The output should be every line below, retyped exactly, with no images.

=-=-=-=-=

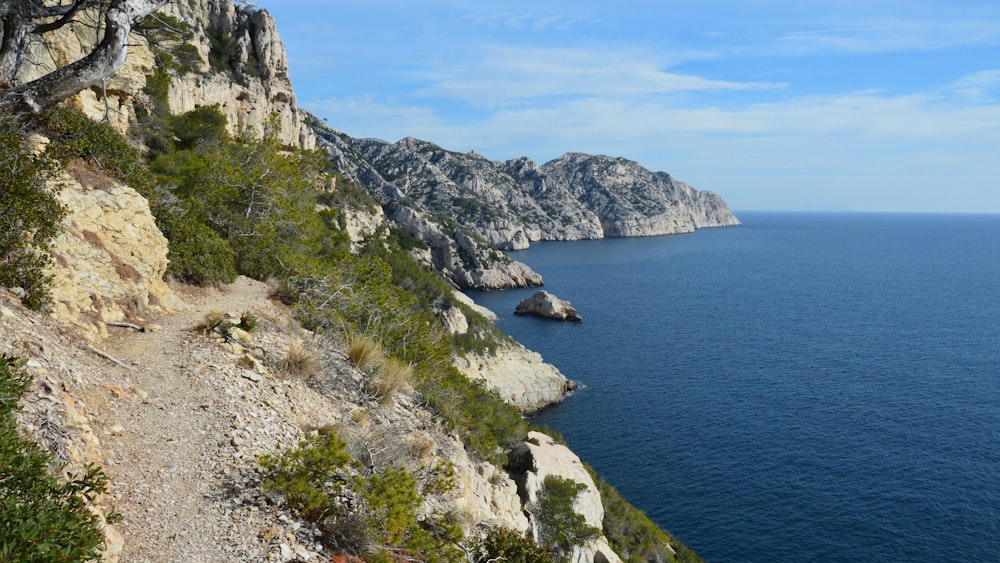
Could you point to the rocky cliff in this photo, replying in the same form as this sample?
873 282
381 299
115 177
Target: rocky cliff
511 204
197 409
219 54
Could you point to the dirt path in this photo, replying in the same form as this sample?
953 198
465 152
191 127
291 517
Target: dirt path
170 453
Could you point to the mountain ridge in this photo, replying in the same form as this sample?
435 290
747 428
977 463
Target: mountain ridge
509 204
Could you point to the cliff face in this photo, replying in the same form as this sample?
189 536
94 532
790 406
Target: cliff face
511 204
110 263
255 87
508 205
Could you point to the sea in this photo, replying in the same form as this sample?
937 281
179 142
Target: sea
804 387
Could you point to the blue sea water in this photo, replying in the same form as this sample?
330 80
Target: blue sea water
806 387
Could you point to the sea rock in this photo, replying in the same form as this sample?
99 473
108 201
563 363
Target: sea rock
537 458
521 377
544 304
461 258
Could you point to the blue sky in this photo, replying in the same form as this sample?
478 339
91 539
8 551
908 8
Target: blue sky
802 105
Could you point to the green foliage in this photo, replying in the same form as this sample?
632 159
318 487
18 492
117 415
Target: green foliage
633 536
560 527
41 518
383 521
504 544
74 135
197 254
30 214
248 321
309 476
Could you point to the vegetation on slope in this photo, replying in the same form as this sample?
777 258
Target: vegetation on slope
245 205
42 518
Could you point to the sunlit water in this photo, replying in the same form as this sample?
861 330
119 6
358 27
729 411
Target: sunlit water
806 387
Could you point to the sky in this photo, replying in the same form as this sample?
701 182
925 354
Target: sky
773 104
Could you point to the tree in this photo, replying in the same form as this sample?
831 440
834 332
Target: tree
27 21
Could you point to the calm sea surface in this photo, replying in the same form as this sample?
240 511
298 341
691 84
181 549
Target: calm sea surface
806 387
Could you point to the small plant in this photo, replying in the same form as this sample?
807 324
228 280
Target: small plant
309 476
30 214
249 321
42 518
560 526
364 351
299 361
389 377
504 544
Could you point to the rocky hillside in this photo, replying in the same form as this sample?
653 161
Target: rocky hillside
511 204
180 392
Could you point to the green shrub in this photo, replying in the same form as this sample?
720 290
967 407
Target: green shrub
196 254
633 536
74 135
380 520
30 214
310 476
504 544
560 527
41 518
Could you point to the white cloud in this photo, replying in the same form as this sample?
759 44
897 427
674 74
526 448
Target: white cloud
506 75
978 85
894 36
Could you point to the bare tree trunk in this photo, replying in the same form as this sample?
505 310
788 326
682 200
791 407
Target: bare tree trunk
103 61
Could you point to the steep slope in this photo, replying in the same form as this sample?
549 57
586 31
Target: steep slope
511 204
178 417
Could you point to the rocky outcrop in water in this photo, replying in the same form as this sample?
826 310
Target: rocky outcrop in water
544 304
521 377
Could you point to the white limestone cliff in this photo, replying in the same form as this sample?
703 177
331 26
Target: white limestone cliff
539 457
520 376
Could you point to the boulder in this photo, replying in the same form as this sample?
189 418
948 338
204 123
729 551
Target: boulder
521 377
538 457
544 304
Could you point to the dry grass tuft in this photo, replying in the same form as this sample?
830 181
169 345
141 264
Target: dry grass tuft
299 361
364 351
391 376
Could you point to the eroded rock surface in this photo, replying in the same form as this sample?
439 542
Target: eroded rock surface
520 376
544 304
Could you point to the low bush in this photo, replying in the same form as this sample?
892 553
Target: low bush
560 526
504 544
364 351
633 536
299 361
390 376
42 519
30 214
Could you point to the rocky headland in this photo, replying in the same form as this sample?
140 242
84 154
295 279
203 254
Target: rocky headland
478 205
178 416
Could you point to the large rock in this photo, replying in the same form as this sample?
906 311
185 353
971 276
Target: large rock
521 377
459 257
544 304
110 257
263 90
537 458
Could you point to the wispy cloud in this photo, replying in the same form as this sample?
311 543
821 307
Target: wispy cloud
504 75
978 85
894 36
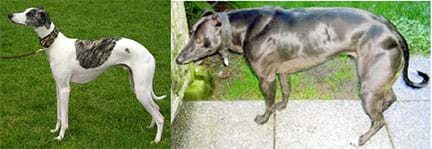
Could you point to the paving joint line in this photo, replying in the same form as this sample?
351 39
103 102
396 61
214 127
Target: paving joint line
389 135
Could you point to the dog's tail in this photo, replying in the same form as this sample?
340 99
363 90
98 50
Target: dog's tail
157 97
405 51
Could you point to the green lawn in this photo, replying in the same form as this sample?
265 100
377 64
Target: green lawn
337 78
103 113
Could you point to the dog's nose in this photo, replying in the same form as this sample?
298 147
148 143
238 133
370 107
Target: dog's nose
178 61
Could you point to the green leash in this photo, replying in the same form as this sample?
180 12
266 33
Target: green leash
22 55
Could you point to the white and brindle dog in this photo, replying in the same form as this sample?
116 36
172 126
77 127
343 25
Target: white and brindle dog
80 61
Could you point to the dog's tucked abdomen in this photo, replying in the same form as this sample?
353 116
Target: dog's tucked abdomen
93 53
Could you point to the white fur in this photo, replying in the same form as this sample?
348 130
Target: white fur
66 68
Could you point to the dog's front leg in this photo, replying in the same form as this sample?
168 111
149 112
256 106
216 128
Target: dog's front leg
64 91
284 81
58 112
268 87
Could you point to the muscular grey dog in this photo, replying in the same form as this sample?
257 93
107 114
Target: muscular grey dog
81 61
279 42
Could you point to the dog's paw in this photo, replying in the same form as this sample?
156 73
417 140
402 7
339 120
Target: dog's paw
261 119
58 138
54 130
280 105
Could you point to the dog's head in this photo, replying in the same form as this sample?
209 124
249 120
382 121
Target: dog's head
206 40
33 17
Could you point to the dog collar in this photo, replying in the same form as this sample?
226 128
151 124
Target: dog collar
49 39
226 31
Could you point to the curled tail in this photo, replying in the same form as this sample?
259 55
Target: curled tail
405 51
157 97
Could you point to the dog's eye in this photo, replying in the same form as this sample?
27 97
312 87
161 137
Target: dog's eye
206 43
198 40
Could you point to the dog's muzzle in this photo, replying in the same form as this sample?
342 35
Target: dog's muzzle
10 16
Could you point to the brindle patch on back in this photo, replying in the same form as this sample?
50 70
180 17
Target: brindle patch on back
93 53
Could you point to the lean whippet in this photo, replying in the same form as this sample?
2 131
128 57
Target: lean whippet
81 61
278 42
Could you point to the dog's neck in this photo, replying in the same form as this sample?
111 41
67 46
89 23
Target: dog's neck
47 36
226 31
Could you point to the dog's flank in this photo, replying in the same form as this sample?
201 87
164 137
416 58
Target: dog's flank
71 59
93 53
279 42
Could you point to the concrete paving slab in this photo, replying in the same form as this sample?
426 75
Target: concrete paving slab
405 93
325 124
409 124
221 125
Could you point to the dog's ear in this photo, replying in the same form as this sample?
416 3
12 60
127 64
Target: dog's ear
217 20
206 13
44 16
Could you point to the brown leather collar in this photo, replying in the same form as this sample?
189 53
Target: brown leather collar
49 39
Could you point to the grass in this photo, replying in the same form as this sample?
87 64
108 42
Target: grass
103 113
337 78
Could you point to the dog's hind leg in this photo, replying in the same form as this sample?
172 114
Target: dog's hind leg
377 71
390 98
284 81
143 79
268 87
57 127
64 91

=-=-=-=-=

__Completed task__
Could you point to the rocky cliff in this photo, replying in the same form as this sample?
873 282
381 299
115 177
Target: rocky cliff
511 204
197 409
219 54
Could you point to the dirt path in this photo, replying in the same form as this sample?
953 198
465 152
191 127
291 517
Target: dirt path
170 453
Could you point to the mountain ridge in this photo, replying in the same form as this sample?
435 290
747 428
977 463
Target: mountain ridge
509 204
Could you point to the cliff face in this photo, replying in the same form as this sample?
189 536
94 532
790 406
Target: cliff face
511 204
110 263
255 87
508 205
Could you point to the sea in this photo, replying in the same form as this sample?
937 281
179 142
Target: sea
804 387
Could you point to the blue sea water in this photo, replying in the same form as this sample?
330 80
Target: blue sea water
806 387
Could you point to the sea rock in this photo, replying in the same form as this sample?
99 473
108 201
563 363
Target: sea rock
537 458
521 377
544 304
461 258
Could you point to the blue sky in this photo, replying in the same form as this sample?
478 339
91 539
8 551
908 8
Target: blue sky
802 105
Could you point to the green foliage in this photo, replying in the same form as this sample?
632 159
318 487
18 492
117 415
Target: green foliage
633 536
560 527
41 518
383 521
504 544
74 135
197 254
30 214
248 321
309 476
Could you point to the vegetation on slope in this photo, replying in the same form as this sample?
777 258
Target: vegetation on slope
245 205
42 518
Could you point to the sunlit water in this photo, replying in the same form as this sample?
861 330
119 6
358 27
729 411
Target: sunlit water
806 387
Could you point to the sky in this photo, replying in the same form as this sample?
701 182
925 354
Target: sky
773 104
Could you point to the tree in this photo, replying in the same form as this sample?
831 440
834 332
Target: tree
27 21
Could you point to the calm sea surface in this photo, replying in the same form as this sample?
240 511
298 341
691 84
181 549
Target: calm sea surface
806 387
Could you point to the small plant in this photo, replying in the same form as this sample?
807 324
228 280
Target: small plant
309 476
30 214
249 321
42 518
560 526
364 351
299 361
389 377
504 544
Could you point to the rocky hillside in this photo, replying in the same form as this sample?
653 161
Target: rocky hillside
511 204
180 392
Could you point to the green shrub in this photo, replying in the same form as this sample?
720 290
967 407
Target: green shrub
196 254
633 536
74 135
380 520
30 214
310 476
504 544
560 527
41 518
Could you point to the white cloud in this photo, replying in the same form as this sample?
759 44
897 427
674 74
526 448
Target: white cloud
506 75
978 85
894 36
Could you point to the bare tree trunk in this photo, replying in the same form as this sample?
505 310
788 326
682 200
791 407
Target: bare tree trunk
103 61
Could you point to the steep slope in this photo, replying in the same form as this sample?
549 57
586 31
Target: steep slope
511 204
178 417
Could you point to the rocky outcrop in water in this photo, replying in the same form as this sample?
826 310
Target: rocky outcrop in water
544 304
521 377
Could you point to the white limestone cliff in this photo, replying in the same form as this sample?
703 177
331 26
Target: white limestone cliff
539 457
520 376
Could you point to the boulder in this photo, replying in the same form as this sample?
189 418
948 338
204 123
729 551
Target: boulder
521 377
538 457
544 304
Could you point to the dry grass tuft in this photo, replying in the same form as this sample?
830 181
169 345
141 264
Target: dry grass tuft
299 361
364 351
391 376
Could you point to the eroded rock surface in this photo, replying in the same form as this sample?
439 542
Target: eroded rock surface
520 376
544 304
Could you point to the low bush in this photo, replying in the same form as this sample?
892 553
Target: low bush
560 526
504 544
364 351
633 536
299 361
390 376
42 519
30 214
Could you point to the rocky headland in this photo, replying in the same form as this sample?
140 242
84 154
295 279
203 254
Target: rocky headland
478 205
178 416
Could you point to the large rock in this photo, replying in the same form as this sample?
906 311
185 353
971 276
Target: large rock
521 377
459 257
544 304
110 257
263 90
537 458
Could you point to the wispy cloud in this photo, replying in the same form as this sample?
311 543
821 307
Target: wispy cloud
504 75
978 85
894 36
Could you point to the paving joint line in this photo, replying in the same form as this sample?
351 39
103 102
396 61
214 127
Target: paving joint line
389 135
Could you point to the dog's tail in this photo, replying in the same form as this sample?
340 99
363 90
98 50
Target: dog's tail
157 97
405 51
Could you point to the green lawn in this photo, replying in the same form as this sample?
265 100
377 64
Target: green lawn
337 78
103 113
Could you point to the dog's nose in this photo, replying in the same form as this sample?
298 147
148 143
238 133
370 107
Target: dog's nose
178 61
Could you point to the green leash in this photo, replying in the same form as this sample?
180 12
266 33
Target: green leash
22 55
Could you point to the white and brindle dog in this photo, replying in the same form as this sample?
116 36
172 126
77 127
343 25
Target: white and brindle dog
80 61
Could you point to the dog's tucked abdomen in this photo, replying in the same form as this sample?
353 116
Target: dog's tucked abdomen
93 53
Could you point to the white fur in this photo, replying in the same form as this sample?
348 130
Target: white fur
66 68
Could you point to the dog's front leg in this photo, replying in the same form as this sample?
168 111
149 112
256 106
216 128
Target: dog's front leg
64 91
284 81
58 112
268 87
Could you point to the muscular grey dog in this photo, replying in the same form as this sample?
257 93
107 114
Target: muscular grey dog
81 61
279 42
Could you point to the dog's paw in this photo, replying in the same form as this sample?
156 73
417 140
402 7
339 120
Target: dog's paw
261 119
58 138
54 130
280 105
Could you point to the dog's head in this photo, replying in the same form as this sample?
209 124
249 120
382 121
Target: dog's head
206 40
33 17
Could you point to the dog collar in this photo, replying in the same form as this sample?
226 128
151 124
Target: dog collar
49 39
226 31
Could you point to the curled tail in this photo, replying in the same form as this sample?
259 55
Target: curled tail
405 51
157 97
Could you point to the dog's eye in this photo, replying in the same form as this sample?
27 97
312 87
161 137
Target: dog's eye
206 43
198 40
Could you point to the dog's muzzle in this photo, replying in the same form as this sample?
342 35
Target: dog's muzzle
10 16
Could you point to the brindle patch on back in this photo, replying in the same form as this sample?
50 70
180 17
Target: brindle patch on back
93 53
Could you point to the lean whippet in this photo, replying in the same form as this sample?
2 131
128 57
Target: lean whippet
81 61
278 42
Could you point to the dog's neck in this photo, replying in the same form as this sample?
111 41
67 46
89 23
Target: dog's neck
47 36
226 31
Could you point to the dog's flank in this photo, replying in the same form as this sample?
201 87
164 137
416 58
Target: dog's flank
71 59
93 53
279 42
Could you point to the concrete paving slab in this photo, replying in the same form as this sample?
426 75
Target: concrete paving slab
405 93
325 124
409 124
221 125
Could you point to the dog's ear in this photo, replying in the same form as this sample?
416 3
12 60
127 64
Target: dog's ear
217 20
206 13
44 16
Could you point to the brown leather collar in this photo, replying in the same form as this sample?
189 53
Target: brown leather collar
49 39
Could you point to the grass in this photo, replying in the same form as this sample?
87 64
108 42
Target: grass
103 113
337 78
Could you point to the dog's hind leg in this photo, replying in the same form as this sample?
172 114
Target: dog's hind leg
377 71
390 98
284 81
143 79
268 87
57 127
64 91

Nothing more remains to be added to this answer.